* Source passage
The problem, in my humble opinion, is that the self-righteous certainty
which mystification provides is the very opposite of the Anfechtungen
which Luther describes. The last part of your quotation from Kelly
seems to support this: "Shakespeare . . . completely dramatized the
characters, and so eliminated all the purportedly objective providential
judgments made by the histories upon historical characters, the kind of
reflection which would be valid or pertinent only if made by God
himself." (304-05)
Only God can provide grace, and grace is by definition unearned. For
characters to try earning it by good works, sacred crusades or in
Henry's case, building chapels, is hopeless. Declaring oneself forbidden
merely avoids the angst which accompanies sin, and leads to ever-greater
self-righteousness. It would, moreover, be a political gesture in every
meaning of the term, invoking the divine only as a transcendent sanction
for one's material motives, and using this sanction to justify oneself
(!) both to oneself and to those around you. Recognizing oneself to
have been blessed, on the other hand, would be a humbling experience,
reinforcing one's own sinfulness and helplessness-"nakedness", Luther
would say. The self-effacement of Henry's refusal to take credit for
the victory, seems much more in keeping with the humility by which a
sinner accepts grace, than with the self-aggrandizement
(self-fashioning?) by which the self-righteous mystify their selfish
motives and aspirations.
In my mind, the play doesn't first demystify and then remystify. On the
contrary, it removes the comforting metaphysics of a Christian,
providentialist universe, in order to renovate the existential and
ethical crisis central to the experience of faith, sinfulness and
forgiveness. This is what I take Rudolf Bultmann to mean by
"demythologizing" in his famous essay.
I hope that I've been reasonably clear. Thanks again for your note.
Cheers,
Seán.
[3]-------------------------------------------------------------
From: Dana Wilson <dana_wilson@yahoo.com>
Date: Friday, 23 Apr 1999 09:19:41 -0700 (PDT)
Subject: 10.0723 Re: Henry
Comment: Re: SHK 10.0723 Re: Henry
I am new to the forum and I am coming in medias res as it were to this
thread; though, I am moved to reply to Taft, Hadorn, and Weiss.
In H5, following the battle of Agincourt, Harry says give credit for
this victory to none but god.
I am working on a theme comparing Harry's victory to that of Gideon. I
think Harry's remark, in Act IV, sc iii, to "give passport and ducets
for transport to any who fears to die in his company" echoes of Gideon's
decision to send away 19 in 20 of every men who applied to fight with
him.
This interest lead me to consider the archetype of Gideon's trumpet. In
Act IV, sc ii, I read "blow on them. The vapours of valour will
overturn...sound the trumpets". Later in the same scene, Bourbon
remarks that before such a tatter bankrupt host he holds the field only
for his colors. He says the only booty he can expect, or indeed desire,
is the banner from a trumpet.
I am spinning in my mind an argument by which to connect the archetype
of Gideon's trumpet with the French word "tromperies". In Act V, sc ii,
Katherine says "les langues des hommes sont pleines de tromperies".
Taking the french, "tromperies" to be one of shakespeare's word-plays,
it could be connected and add evidence to the arguments of the French as
effette in their finery or trumpery.

* Problem to work on
Print the part of the Henry V discussion starting with "In my mind, the" and going on through "for your note.".

(Entries pointing to named objects)
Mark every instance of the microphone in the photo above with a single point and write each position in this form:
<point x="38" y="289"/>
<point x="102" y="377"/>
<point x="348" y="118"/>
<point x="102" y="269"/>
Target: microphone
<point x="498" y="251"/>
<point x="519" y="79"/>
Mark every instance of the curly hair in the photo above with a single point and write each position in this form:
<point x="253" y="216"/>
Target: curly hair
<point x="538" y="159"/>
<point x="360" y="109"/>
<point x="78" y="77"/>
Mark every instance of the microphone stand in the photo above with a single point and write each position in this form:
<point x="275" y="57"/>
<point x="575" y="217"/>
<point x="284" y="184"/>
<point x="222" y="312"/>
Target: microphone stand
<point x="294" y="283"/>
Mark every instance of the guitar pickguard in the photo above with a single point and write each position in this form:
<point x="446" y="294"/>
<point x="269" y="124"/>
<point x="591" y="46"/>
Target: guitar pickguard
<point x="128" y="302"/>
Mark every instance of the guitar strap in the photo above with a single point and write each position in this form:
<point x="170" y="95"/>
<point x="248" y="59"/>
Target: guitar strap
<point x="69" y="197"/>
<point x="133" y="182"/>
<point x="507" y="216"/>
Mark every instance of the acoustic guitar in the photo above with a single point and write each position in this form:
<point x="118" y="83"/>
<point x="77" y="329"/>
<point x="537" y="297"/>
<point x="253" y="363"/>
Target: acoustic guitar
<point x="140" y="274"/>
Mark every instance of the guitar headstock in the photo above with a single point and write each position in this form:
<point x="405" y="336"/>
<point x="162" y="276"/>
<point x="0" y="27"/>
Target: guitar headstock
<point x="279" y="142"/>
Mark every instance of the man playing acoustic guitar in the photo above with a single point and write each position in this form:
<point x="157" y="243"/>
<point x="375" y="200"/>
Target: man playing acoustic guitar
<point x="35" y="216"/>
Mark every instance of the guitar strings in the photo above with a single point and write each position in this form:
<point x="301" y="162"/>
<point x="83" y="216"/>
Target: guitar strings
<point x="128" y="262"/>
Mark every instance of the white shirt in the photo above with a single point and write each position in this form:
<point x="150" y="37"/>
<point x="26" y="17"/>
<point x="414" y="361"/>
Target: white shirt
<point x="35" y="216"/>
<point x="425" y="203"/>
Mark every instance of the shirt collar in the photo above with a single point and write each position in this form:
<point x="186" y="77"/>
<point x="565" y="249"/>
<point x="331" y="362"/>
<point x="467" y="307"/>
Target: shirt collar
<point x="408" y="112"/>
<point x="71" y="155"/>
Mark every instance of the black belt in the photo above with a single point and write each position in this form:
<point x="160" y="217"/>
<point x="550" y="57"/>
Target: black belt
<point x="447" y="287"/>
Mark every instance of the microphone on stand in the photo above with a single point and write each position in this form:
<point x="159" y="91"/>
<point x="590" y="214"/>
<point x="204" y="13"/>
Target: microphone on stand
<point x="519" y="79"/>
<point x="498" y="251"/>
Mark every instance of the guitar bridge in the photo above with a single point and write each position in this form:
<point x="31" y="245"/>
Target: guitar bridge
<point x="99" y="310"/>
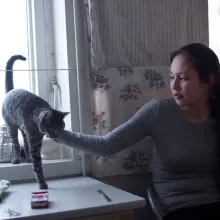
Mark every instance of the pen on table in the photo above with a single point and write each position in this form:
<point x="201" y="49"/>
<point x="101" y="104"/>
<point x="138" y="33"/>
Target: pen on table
<point x="104" y="195"/>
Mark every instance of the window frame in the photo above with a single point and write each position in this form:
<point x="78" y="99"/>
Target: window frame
<point x="42" y="65"/>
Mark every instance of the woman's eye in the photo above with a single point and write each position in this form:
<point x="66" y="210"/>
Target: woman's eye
<point x="184" y="78"/>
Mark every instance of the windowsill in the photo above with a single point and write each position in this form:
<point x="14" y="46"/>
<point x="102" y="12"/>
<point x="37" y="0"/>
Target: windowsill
<point x="69" y="198"/>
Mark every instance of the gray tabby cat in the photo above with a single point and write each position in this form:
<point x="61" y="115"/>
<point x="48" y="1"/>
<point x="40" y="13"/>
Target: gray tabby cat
<point x="33" y="116"/>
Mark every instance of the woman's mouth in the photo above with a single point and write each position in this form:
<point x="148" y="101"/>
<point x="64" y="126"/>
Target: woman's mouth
<point x="178" y="96"/>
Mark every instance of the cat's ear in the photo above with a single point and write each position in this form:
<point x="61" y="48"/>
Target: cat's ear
<point x="64" y="114"/>
<point x="45" y="115"/>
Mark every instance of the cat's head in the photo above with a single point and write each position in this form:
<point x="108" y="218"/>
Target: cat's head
<point x="51" y="122"/>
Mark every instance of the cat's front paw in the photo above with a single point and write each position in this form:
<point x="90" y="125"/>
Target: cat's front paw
<point x="15" y="161"/>
<point x="43" y="185"/>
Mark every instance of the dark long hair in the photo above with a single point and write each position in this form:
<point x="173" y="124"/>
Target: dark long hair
<point x="206" y="63"/>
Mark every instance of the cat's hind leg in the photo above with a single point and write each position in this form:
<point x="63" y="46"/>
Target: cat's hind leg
<point x="35" y="143"/>
<point x="26" y="147"/>
<point x="13" y="134"/>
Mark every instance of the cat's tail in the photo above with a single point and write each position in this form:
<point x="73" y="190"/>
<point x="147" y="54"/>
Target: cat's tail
<point x="9" y="84"/>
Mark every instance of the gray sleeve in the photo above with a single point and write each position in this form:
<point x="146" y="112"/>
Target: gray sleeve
<point x="136" y="128"/>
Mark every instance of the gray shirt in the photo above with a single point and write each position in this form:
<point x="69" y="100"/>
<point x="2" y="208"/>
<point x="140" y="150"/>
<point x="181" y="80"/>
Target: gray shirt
<point x="184" y="159"/>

* Response to the task
In my mind, the play doesn't first demystify and then remystify. On the
contrary, it removes the comforting metaphysics of a Christian,
providentialist universe, in order to renovate the existential and
ethical crisis central to the experience of faith, sinfulness and
forgiveness. This is what I take Rudolf Bultmann to mean by
"demythologizing" in his famous essay.
I hope that I've been reasonably clear. Thanks again for your note.